JOB 1 —
Answer these questions using the Python notes, one line each:
(a) According to the notes, what range does randrange(1,8) cover, and what type does it return?
(b) What response does Python give when a string has more curly braces than the arguments passed to format()?
(c) What is printed for imag = -9j?
JOB 2 — List every value assigned to population in the Python notes.
JOB 3 — From the Python notes, extract the stretch from "Use the format()" through "Greek, and Japanese islands.".

SUPPLIED PASSAGE —

Monday, June 29, 2020

Numbers

 Numbers

An int can be unlimited length.

Very small floats are auto converted to scientific notation when you try and print them.

Very large or very small floats auto convert to an a.bEd format on print. a is a single digit when d is positive. d can be positive or negative and must be greater than 13 or any negative integer to get the auto conversion to occur. Otherwise, the scientific notation is expanded out and a decimal point is used.


population  = 327E+6

print(population)

# result is:
327000000.0

-----------------

population  = 327E+14

print(population)

# result is:

3.27E+16

-----------------

population  = 327E+13

print(population)

# result is:

3270000000000000.0

-----------------------


population  = 327E-1

print(population)

# result is:

32.7

-----------------------


Math can be performed on very small float numbers, even if it means making them smaller.


Printing a complex number that only has a negative imaginary part will format with a -0 for the real part.

imag = -9j

print(imag)

# result is:

-0-9j

pos_imag = 9j

print(pos_imag)

# result is:

9j

import the random module

There is a randrange() function that takes two integers A&B. The range covered is from A to B-1 inclusive. B must be greater than A.

randrange(1,8) covers from 1 to 7 and returns an integer.








Saturday, June 27, 2020

User Input and String Formatting

 User Input


Use the input() function to return a value to the variable. The input function has an optional string prompt that can be displayed to the screen. Python code will wait indefinitely for user input. 


basket = input("groceries to buy?:")
print("The food is ", basket)


After typing in the response to the keyboard at the input function's prompt, just press Enter to move the code along.


String Formatting


Use the format() function with arguments passed into the format function which will match up with pairs of curly braces in a string variable from left to right.


vacations = "There are {} , {} and {} islands."

# format is a member function of the vacations string object.
# just by making a string assignment, you have created a string 
# object and you do not need a constructor for that.

print(vacations.format("Caribbean", "Greek", "Japanese"))

# result is:

There are Caribbean, Greek, and Japanese islands.

Leaving out the curly braces in the string variable with a call to the format function will just ignore any arguments in the format function and print null instead.

vacations = "There are  ,  and islands."

# format is a member function of the vacations string object.

print(vacations.format("Caribbean", "Greek", "Japanese"))

# result is:

There are  ,  and islands.


In the case if you make a mistake where you have more curly braces in a target variable than arguments into the format function, python returns a IndexError: tuple index out of range response.

vacations = "There are {} , {} and {} islands."

# format is a member function of the vacations string object.

print(vacations.format("Caribbean", "Greek"))

# result is:

IndexError: tuple index out of range


If however on the other hand, you have a number of arguments passed into the format() which exceed the number of {} then the extra rightmost arguments are ignored and no errors are generated.

vacations = "There are {} , {} and islands."

# format is a member function of the vacations string object.

Dataset excerpts on object pointing
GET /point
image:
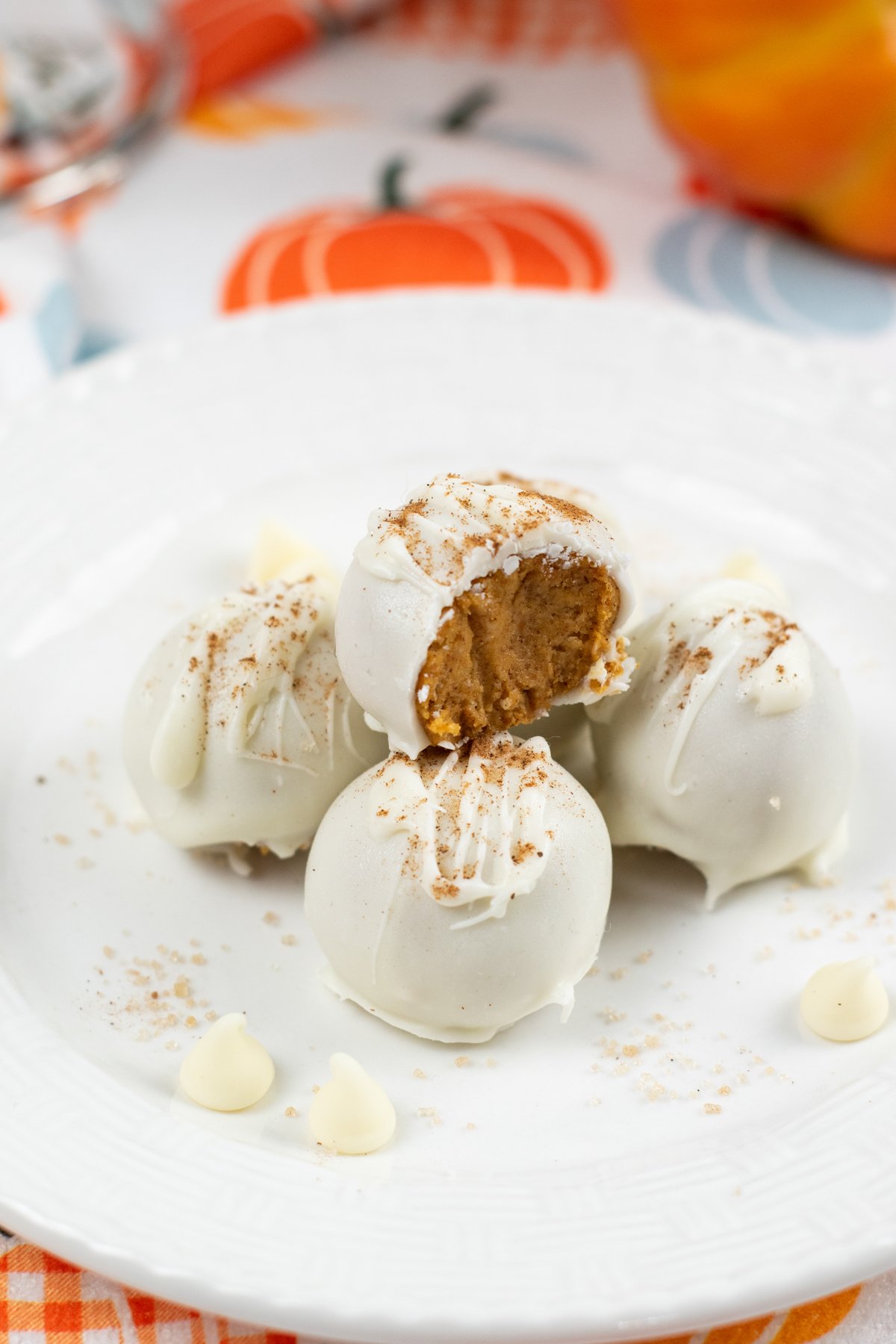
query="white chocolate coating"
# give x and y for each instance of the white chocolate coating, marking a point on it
(414, 564)
(351, 1113)
(845, 1001)
(240, 726)
(454, 894)
(735, 746)
(227, 1068)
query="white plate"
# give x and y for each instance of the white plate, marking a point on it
(595, 1196)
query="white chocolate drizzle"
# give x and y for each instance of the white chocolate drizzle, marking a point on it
(240, 660)
(702, 635)
(474, 819)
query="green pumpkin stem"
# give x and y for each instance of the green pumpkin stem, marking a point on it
(391, 194)
(465, 112)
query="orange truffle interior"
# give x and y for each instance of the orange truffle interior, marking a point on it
(512, 644)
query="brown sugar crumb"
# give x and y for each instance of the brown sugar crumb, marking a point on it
(512, 643)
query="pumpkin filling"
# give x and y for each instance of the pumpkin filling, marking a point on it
(512, 644)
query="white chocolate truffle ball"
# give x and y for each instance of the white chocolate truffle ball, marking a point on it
(460, 892)
(417, 561)
(735, 745)
(240, 729)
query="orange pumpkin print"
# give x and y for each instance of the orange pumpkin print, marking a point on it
(460, 235)
(227, 40)
(788, 104)
(800, 1325)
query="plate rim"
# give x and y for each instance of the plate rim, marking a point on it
(181, 1287)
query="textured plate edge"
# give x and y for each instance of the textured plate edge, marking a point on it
(292, 1315)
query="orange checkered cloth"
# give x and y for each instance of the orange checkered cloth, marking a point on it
(45, 1300)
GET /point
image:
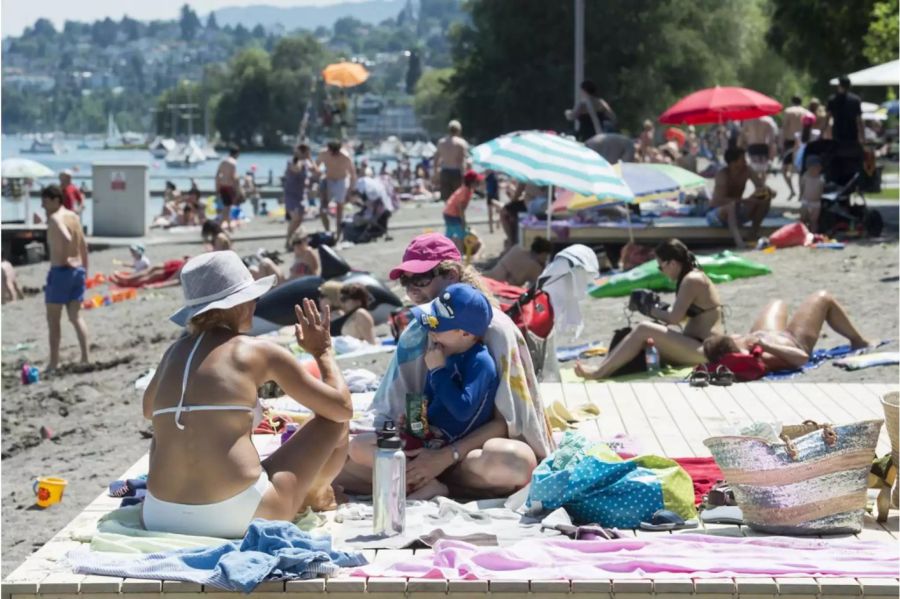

WORKED ANSWER 1 —
(a) From 1 to 7; it returns an integer.
(b) IndexError: tuple index out of range
(c) -0-9j

WORKED ANSWER 2 —
327E+6
327E+14
327E+13
327E-1

WORKED ANSWER 3 —
Use the format() function with arguments passed into the format function which will match up with pairs of curly braces in a string variable from left to right.


vacations = "There are {} , {} and {} islands."

# format is a member function of the vacations string object.
# just by making a string assignment, you have created a string 
# object and you do not need a constructor for that.

print(vacations.format("Caribbean", "Greek", "Japanese"))

# result is:

There are Caribbean, Greek, and Japanese islands.